[Start Excerpt to read]

Stuart Hibberd was one of the best known voices on radio in the early days of the BBC. He joined the Corporation in 1924 and was its chief announcer until his retirement in 1951. He settled in Budleigh Salterton, living in Westfield Road.
Stuart Hibberd was born on 5 September 1893 in Broadstone, East Dorset, and educated at Weymouth College from where he won a choral scholarship to St. John’s College, Cambridge. He was always proud of his West Country roots and remained as Vice President of the Society of Dorset Men until the end of his life.
On the outbreak of war in 1914 he joined the Dorset Regiment, serving with distinction in the Gallipoli campaign and also with the army in India, where he gained the rank of Captain.
In 1923, he married Alice Chichester, a cousin of the future round-the-world sailor Sir Francis Chichester (1901-72). From a military family, she was the daughter of Lt Col Gerard Chichester, who had gained the rank of Honorary Lieutenant-Colonel in the service of the 4th Battalion, North Staffordshire Regiment. An uncle was Rear-Admiral Sir Edward Chichester, 9th baronet.
The following year he joined the BBC at its headquarters at 2 Savoy Hill next to London's Savoy Hotel, having seen a newspaper advertisement for an announcer. His impeccable enunciation and received pronunciation were clear factors in his favour. The Corporation was just two years old and had recently moved from its previous base at Marconi House at the junction of the Strand and Aldwych.
It was at a time when broadcasting was in its infancy, buoyed up with enthusiasm for a new art. Stuart Hibberd recalled the mood in his memoirs: "The three things that impressed me most, as a newcomer, were the general atmosphere of friendliness, the way I was at once made to feel at home - one of a family as it were - and the all pervading pioneering spirit, which seemed to proclaim from the house-tops, 'Here's a wonderful worthwhile job. Nothing matters more than broadcasting, unless it is still better and more extensive broadcasting.'"
He became one of the BBC's first professional announcers: reading the news, as well as presenting talks and concerts and talks. Along with other broadcasting pioneers he was responsible for laying down ground rules to develop the special technique of preparing scripts written for the ear rather than for the eye. Shorter, less complicated sentences and the use of colloquial English became prerequisites.
Other rules were introduced which have been long since abandoned. From 1926 until September 1939, dinner-jackets were prescribed as standard for radio announcers when on duty in the evenings even though the audience could not see them. Stuart Hibberd recalled in his memoirs how he accepted such rulings.
"Personally, I have always thought it only right and proper that announcers should wear evening dress on duty. After all, announcing is a serious, if new, profession, and the wearing of evening dress is an act of courtesy to the artists, many of whom will almost certainly be similarly dressed if they are taking part in a programme from 8 p.m. onwards." He did admit: "It is not ideal kit in which to read the News... and I remember that more than once the engineers said that my shirt-front creaked during the reading of the bulletin."
Above: Stuart Hibberd's fame as a radio announcer secured him a place in the gallery of celebrities published on cigarette cards by W.D. & H.O. Wills
He became the BBC’s Chief Announcer, a post that he held for 25 years. During that time his voice became familiar to millions as he announced events of national importance. He was famous for the pause which marked the opening words of his news bulletins: "This - is London."

[End Excerpt to read]
[Start Records provided]

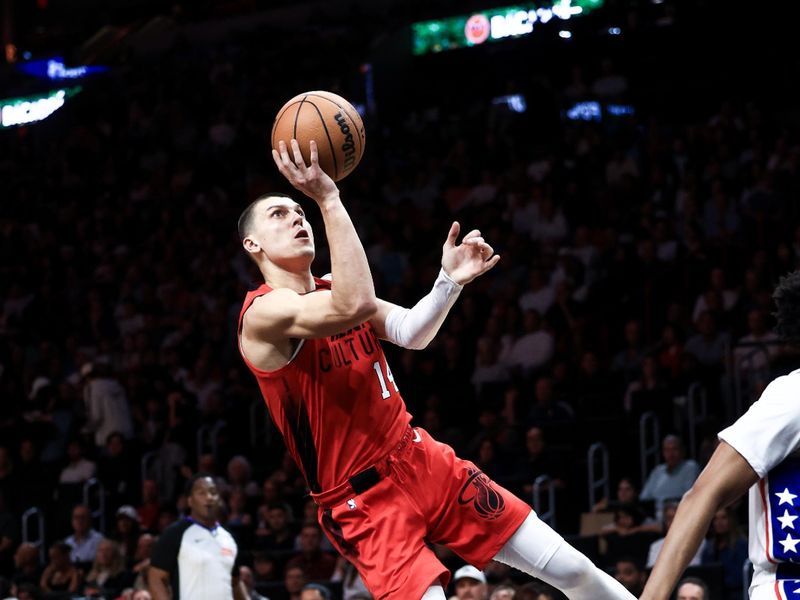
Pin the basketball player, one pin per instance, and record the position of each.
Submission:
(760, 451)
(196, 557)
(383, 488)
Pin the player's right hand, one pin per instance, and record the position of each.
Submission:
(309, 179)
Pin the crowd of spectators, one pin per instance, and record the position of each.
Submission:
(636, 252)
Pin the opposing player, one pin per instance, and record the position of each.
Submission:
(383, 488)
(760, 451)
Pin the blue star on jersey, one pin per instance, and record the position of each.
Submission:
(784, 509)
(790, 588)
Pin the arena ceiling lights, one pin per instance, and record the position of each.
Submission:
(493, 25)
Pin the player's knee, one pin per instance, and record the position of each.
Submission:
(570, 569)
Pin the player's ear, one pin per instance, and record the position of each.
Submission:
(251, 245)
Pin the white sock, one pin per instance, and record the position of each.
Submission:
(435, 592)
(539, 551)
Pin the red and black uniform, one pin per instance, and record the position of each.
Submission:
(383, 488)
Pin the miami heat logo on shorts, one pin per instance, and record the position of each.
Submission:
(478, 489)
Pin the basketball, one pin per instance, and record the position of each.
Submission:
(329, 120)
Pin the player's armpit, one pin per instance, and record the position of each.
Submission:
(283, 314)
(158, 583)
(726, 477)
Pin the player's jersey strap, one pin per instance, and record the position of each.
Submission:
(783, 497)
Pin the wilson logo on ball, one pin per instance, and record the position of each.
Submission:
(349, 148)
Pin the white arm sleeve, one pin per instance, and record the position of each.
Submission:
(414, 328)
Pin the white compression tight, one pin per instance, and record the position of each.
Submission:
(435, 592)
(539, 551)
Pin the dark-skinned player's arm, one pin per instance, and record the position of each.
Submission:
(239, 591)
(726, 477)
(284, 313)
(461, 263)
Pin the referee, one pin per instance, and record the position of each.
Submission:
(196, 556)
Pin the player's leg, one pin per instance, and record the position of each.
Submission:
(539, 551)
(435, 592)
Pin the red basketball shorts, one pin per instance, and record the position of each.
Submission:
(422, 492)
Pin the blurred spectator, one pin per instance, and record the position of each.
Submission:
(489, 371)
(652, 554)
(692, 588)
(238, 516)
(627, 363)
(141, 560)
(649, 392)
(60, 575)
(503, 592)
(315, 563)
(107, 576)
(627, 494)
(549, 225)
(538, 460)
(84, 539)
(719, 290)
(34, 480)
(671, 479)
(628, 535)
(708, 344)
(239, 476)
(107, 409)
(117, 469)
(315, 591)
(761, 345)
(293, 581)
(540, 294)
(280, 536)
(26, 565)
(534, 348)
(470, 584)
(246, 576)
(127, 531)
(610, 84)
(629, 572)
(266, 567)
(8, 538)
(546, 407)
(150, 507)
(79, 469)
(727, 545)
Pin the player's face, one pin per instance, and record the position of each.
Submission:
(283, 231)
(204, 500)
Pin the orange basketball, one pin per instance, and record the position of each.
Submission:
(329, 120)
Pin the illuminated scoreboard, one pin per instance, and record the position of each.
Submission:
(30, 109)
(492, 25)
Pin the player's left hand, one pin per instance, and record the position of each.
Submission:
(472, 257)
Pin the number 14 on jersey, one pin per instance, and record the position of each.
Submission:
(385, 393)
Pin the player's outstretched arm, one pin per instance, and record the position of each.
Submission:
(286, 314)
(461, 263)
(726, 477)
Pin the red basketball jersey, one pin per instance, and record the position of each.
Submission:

[End Records provided]

What to work on
[1] Transcribe the passage on Stuart Hibberd, starting with "On the outbreak" and going on through "Chichester, 9th baronet.".
[2] Pick up the passage on Stuart Hibberd after its final sentence and keep writing it.

Exercise results
[1]
On the outbreak of war in 1914 he joined the Dorset Regiment, serving with distinction in the Gallipoli campaign and also with the army in India, where he gained the rank of Captain.
In 1923, he married Alice Chichester, a cousin of the future round-the-world sailor Sir Francis Chichester (1901-72). From a military family, she was the daughter of Lt Col Gerard Chichester, who had gained the rank of Honorary Lieutenant-Colonel in the service of the 4th Battalion, North Staffordshire Regiment. An uncle was Rear-Admiral Sir Edward Chichester, 9th baronet.

[2]
The ten-day General Strike of 1926 was one of the first of such critical events that confronted broadcasters, not least because the public relied solely on the BBC for news of the events, newspaper production having stopped. On Government orders the Corporation's Savoy Hill headquarters was placed under police guard to ensure that broadcasting continued.
In 1932 the BBC moved to Broadcasting House in London's Portland Place. It was Stuart Hibberd who read the first news bulletin to be transmitted from the building. Three years later he was appointed MBE for his services to radio.
One of his most memorable bulletins was when he announced the impending death of King George V on 20 January 1936 with the words "The King's life is moving peacefully towards its close."
The events of World War Two were to make the voices of wartime broadcasters like Alvar Liddell, Frank Phillips and John Snagge even more familiar. This was especially so as the peacetime practice of guarding newsreaders' anonymity had suddenly been abandoned. The BBC Handbook of 1941 stated: "The reason for this is not a hankering after self-advertisment - although at first some listeners unfairly took it to be so; in wartime listeners must be able to recognise instantly the authentic voice of British broadcasting and then, in any possible emergency, they will be on their guard against some lying imitation by the voice of the enemy."
Another change came about when in 1940 the BBC transferred to Bristol but this was a temporary measure and the Corporation staff returned to London in July 1942. Stuart Hibberd's bulletin of 1 May 1945 announcing Hitler's death was a much remembered moment of this period.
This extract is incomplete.